(Your instructions) Wherever the word "belt" appears in a line of the data, that line should be copied.

(Dataset)

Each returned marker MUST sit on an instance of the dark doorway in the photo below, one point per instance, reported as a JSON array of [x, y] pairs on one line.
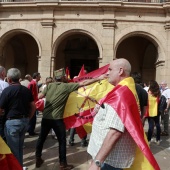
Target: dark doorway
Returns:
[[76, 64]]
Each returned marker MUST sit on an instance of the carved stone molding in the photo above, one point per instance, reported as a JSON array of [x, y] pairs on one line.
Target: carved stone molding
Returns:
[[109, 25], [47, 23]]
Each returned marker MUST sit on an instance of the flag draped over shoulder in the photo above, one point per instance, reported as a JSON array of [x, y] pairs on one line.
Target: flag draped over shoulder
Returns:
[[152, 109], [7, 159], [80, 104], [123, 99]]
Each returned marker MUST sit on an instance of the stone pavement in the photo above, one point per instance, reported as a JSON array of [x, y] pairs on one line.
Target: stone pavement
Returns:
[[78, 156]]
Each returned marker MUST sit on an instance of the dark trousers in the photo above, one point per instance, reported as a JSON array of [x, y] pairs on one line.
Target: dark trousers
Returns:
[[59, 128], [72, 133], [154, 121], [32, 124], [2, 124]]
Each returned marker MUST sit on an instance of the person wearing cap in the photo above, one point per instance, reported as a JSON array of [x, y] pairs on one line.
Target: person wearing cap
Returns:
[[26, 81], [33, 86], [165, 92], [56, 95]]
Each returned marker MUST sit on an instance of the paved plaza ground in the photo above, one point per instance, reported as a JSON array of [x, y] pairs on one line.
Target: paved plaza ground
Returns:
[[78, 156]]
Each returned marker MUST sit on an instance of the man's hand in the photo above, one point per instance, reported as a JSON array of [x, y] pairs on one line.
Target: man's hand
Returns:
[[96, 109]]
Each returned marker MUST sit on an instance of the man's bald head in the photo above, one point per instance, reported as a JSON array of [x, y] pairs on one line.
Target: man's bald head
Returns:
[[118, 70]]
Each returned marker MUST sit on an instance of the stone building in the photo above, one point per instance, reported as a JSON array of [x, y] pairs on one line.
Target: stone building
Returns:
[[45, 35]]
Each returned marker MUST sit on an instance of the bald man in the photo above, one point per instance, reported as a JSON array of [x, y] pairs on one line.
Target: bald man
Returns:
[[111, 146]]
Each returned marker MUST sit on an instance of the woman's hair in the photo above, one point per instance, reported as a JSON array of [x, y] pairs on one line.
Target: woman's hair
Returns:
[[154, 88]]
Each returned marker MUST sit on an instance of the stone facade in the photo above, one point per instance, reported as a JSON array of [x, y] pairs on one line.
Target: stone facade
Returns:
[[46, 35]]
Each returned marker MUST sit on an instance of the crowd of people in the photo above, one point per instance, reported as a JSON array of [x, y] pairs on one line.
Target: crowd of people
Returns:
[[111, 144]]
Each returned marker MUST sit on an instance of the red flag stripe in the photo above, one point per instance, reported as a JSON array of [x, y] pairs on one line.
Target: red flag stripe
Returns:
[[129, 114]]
...
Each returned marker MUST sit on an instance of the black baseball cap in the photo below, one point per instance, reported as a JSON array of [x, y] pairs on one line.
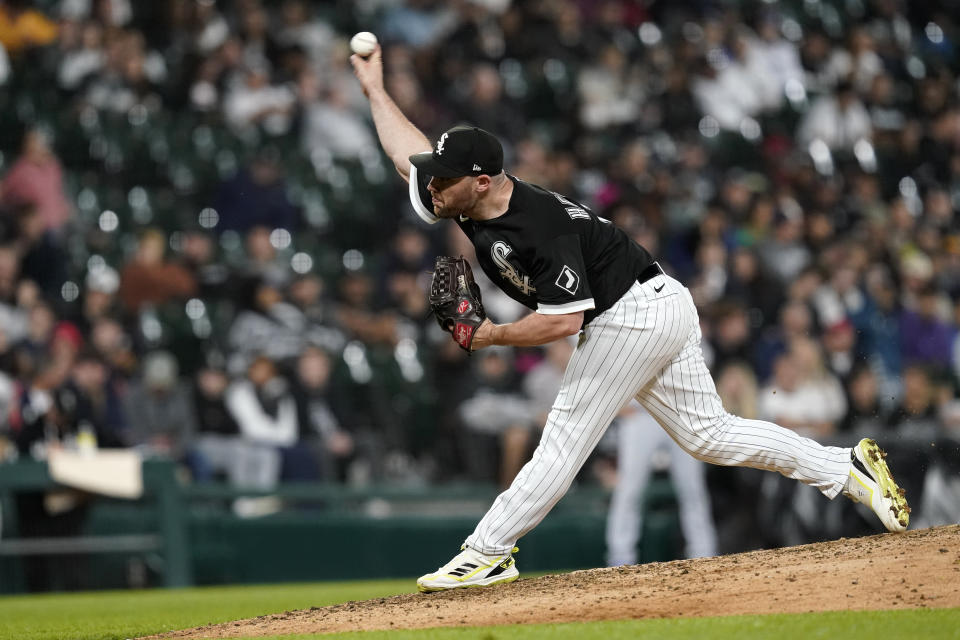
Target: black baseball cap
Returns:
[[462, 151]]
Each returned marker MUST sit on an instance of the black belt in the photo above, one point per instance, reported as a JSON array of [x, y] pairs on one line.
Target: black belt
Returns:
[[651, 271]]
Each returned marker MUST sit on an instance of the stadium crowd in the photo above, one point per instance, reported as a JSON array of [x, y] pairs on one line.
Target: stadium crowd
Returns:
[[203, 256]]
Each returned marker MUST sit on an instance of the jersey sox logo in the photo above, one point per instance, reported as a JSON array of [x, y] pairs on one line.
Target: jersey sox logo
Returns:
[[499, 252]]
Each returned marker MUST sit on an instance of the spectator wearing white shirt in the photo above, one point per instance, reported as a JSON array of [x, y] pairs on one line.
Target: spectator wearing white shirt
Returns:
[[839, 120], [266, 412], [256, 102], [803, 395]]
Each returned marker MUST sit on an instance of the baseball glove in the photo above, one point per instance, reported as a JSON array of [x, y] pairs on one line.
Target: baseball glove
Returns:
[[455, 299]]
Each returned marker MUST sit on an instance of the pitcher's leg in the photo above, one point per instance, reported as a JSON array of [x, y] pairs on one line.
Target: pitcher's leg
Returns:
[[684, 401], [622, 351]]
---
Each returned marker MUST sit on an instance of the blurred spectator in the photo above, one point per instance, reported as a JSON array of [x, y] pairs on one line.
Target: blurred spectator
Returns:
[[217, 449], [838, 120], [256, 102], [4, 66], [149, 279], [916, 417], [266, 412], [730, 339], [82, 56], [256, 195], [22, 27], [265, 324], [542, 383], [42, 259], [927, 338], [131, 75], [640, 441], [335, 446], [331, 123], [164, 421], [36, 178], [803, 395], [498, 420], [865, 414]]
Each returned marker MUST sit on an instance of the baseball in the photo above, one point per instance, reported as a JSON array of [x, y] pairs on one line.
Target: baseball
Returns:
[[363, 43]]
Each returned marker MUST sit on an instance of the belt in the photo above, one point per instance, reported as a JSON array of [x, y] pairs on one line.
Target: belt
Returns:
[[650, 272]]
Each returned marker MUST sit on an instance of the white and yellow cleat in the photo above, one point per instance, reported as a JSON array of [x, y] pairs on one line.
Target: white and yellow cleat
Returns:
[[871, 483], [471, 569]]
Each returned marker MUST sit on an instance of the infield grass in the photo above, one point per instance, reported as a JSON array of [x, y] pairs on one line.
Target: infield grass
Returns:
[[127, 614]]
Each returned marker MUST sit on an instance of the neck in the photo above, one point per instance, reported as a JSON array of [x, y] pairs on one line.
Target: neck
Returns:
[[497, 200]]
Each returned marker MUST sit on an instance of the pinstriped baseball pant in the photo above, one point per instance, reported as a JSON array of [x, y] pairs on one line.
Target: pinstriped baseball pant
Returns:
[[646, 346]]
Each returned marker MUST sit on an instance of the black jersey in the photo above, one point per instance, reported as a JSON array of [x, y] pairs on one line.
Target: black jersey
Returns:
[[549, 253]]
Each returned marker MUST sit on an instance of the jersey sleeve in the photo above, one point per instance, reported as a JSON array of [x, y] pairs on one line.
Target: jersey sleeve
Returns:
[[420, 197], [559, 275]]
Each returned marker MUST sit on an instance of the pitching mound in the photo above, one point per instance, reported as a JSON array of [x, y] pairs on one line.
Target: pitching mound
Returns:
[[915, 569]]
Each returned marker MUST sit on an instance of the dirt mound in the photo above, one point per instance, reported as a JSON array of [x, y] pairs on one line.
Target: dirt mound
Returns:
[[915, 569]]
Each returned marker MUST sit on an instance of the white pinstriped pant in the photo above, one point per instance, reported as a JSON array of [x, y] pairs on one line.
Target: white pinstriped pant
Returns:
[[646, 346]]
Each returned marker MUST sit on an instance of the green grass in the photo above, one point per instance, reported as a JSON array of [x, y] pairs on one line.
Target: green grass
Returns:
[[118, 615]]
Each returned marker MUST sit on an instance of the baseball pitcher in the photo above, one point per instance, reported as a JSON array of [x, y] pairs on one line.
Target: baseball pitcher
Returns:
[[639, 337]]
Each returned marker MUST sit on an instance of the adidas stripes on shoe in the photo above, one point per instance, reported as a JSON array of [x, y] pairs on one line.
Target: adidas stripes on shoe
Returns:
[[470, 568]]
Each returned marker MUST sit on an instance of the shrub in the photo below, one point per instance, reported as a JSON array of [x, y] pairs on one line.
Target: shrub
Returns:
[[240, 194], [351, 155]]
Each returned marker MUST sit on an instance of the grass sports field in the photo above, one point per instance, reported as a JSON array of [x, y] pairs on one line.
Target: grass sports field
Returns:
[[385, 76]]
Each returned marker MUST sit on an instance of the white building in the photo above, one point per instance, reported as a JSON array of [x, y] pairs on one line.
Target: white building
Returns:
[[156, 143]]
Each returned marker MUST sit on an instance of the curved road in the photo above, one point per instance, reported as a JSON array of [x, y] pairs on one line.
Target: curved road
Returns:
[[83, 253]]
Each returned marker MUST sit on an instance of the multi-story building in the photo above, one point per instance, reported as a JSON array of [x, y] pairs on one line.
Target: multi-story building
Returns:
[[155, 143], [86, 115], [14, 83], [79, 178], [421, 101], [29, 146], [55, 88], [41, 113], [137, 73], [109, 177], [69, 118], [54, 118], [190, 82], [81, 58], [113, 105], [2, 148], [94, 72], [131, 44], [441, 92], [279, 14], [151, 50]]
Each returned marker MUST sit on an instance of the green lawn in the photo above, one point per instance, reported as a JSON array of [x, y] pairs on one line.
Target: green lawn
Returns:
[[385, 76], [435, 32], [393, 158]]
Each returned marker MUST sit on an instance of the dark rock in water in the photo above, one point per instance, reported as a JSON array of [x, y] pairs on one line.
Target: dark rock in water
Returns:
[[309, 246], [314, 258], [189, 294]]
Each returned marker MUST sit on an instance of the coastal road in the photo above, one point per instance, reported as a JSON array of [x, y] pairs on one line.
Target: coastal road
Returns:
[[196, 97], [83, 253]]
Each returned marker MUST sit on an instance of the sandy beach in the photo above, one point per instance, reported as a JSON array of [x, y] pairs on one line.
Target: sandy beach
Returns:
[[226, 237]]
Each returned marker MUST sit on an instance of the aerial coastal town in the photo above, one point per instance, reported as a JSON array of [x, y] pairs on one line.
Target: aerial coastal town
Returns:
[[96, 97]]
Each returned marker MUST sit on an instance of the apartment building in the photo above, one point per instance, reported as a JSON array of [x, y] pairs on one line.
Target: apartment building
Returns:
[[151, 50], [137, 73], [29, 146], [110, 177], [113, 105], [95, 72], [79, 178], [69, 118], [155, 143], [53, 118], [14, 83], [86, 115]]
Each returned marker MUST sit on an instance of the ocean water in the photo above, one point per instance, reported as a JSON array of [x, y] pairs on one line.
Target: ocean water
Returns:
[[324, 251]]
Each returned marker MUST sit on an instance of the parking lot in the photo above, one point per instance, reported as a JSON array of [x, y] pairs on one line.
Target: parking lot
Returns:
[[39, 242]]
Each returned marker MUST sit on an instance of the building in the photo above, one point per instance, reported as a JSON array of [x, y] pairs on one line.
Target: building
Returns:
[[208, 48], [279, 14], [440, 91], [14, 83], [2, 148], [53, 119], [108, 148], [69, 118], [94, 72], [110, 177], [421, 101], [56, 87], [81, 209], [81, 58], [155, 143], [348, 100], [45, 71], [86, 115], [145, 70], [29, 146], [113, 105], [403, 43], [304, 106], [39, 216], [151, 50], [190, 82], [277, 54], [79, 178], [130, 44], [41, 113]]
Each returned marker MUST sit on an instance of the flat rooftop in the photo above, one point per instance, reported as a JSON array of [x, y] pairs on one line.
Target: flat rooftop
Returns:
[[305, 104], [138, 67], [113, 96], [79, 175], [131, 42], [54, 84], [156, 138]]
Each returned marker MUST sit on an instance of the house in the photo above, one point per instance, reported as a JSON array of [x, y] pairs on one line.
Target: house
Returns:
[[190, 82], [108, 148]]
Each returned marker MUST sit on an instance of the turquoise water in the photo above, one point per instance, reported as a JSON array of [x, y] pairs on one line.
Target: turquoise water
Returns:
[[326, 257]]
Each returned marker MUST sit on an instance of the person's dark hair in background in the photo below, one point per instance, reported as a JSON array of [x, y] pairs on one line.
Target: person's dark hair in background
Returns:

(Response to the exercise)
Each returned marker MUST sit on an instance of the black belt in the photo above, one point per instance, reported as a JSON array of [x, y] pairs on one line.
Target: black belt
Each returned marker MUST sit on an instance of the belt in the photo above, one point per instance, reported as a JSON array of [x, y] pairs on one line.
Target: belt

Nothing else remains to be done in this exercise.